(Saved entries)
══════════════════════════════

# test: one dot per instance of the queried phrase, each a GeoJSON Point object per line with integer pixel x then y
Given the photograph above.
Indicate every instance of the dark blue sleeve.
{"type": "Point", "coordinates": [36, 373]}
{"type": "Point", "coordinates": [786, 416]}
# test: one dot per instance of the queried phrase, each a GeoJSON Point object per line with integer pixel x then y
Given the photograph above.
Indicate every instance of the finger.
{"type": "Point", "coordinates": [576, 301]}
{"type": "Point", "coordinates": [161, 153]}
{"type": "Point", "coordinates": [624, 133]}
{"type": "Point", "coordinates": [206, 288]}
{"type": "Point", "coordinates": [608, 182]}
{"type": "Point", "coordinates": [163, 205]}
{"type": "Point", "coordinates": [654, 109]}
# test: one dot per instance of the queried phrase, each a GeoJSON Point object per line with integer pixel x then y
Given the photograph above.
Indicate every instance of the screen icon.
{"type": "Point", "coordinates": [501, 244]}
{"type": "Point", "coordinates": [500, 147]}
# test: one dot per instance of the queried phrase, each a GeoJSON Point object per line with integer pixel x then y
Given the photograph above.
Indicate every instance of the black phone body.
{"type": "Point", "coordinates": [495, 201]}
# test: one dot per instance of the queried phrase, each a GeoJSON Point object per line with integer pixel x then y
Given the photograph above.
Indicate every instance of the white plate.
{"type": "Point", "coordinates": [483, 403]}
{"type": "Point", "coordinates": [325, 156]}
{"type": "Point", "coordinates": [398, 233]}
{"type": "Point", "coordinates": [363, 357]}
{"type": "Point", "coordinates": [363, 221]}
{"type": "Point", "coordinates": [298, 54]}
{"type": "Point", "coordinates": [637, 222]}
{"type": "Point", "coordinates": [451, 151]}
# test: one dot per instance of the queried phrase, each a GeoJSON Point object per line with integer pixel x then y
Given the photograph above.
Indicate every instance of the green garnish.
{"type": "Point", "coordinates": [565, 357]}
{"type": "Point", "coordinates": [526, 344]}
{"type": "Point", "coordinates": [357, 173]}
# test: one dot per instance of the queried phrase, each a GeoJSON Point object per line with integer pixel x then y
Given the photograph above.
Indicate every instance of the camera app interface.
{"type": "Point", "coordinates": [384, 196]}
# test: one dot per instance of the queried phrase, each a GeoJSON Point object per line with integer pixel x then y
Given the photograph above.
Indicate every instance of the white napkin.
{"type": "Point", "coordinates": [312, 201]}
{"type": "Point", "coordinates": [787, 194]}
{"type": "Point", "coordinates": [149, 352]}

══════════════════════════════

▸ **What to produce**:
Would you return the entries exactly as they stand?

▸ **Answer for the task**:
# test: one dot per instance of the queried phrase, each a GeoJSON Point object per line with integer pixel x then y
Given the photograph above.
Indicate every instance of the dark blue sleeve.
{"type": "Point", "coordinates": [36, 373]}
{"type": "Point", "coordinates": [786, 416]}
# test: one dot per instance of the queried phrase, each a GeoJSON Point object per line with integer pixel x then y
Given the photograph above.
Indicate every instance of the finger.
{"type": "Point", "coordinates": [576, 301]}
{"type": "Point", "coordinates": [161, 153]}
{"type": "Point", "coordinates": [624, 133]}
{"type": "Point", "coordinates": [206, 288]}
{"type": "Point", "coordinates": [608, 182]}
{"type": "Point", "coordinates": [163, 205]}
{"type": "Point", "coordinates": [654, 109]}
# test: one dot per instance of the queried phrase, each a GeoJSON Point object per line with integer pixel x then y
Given the photograph above.
Indicate every instance of the screen icon.
{"type": "Point", "coordinates": [501, 244]}
{"type": "Point", "coordinates": [500, 147]}
# test: one dot per instance of the queried phrase, each a GeoJSON Point object per line with integer pixel x then y
Given the photograph above.
Indicate every instance of the black phone body.
{"type": "Point", "coordinates": [495, 201]}
# test: one dot per instance of the queried phrase, each a GeoJSON Point object per line with integer pixel x then y
Given the photograph above.
Indicate every instance of the white plate.
{"type": "Point", "coordinates": [483, 403]}
{"type": "Point", "coordinates": [325, 156]}
{"type": "Point", "coordinates": [398, 233]}
{"type": "Point", "coordinates": [363, 357]}
{"type": "Point", "coordinates": [363, 221]}
{"type": "Point", "coordinates": [298, 54]}
{"type": "Point", "coordinates": [637, 222]}
{"type": "Point", "coordinates": [451, 151]}
# test: one dot per instance of the queried phrase, each a GeoJSON Point object per line with integer pixel x then y
Given the photograph above.
Indicate every instance of the green garnish.
{"type": "Point", "coordinates": [565, 357]}
{"type": "Point", "coordinates": [526, 344]}
{"type": "Point", "coordinates": [357, 173]}
# test: one dot per instance of the queried phrase, each a GeoJSON Point object per line with integer pixel x then y
Given the photograph above.
Indicate every instance of the camera app interface.
{"type": "Point", "coordinates": [384, 196]}
# test: one dot per instance of the queried phrase, each a GeoJSON Point object per line with integer pixel x then y
Given the photograph above.
Indicate every instance of the white napkin.
{"type": "Point", "coordinates": [312, 201]}
{"type": "Point", "coordinates": [787, 194]}
{"type": "Point", "coordinates": [149, 352]}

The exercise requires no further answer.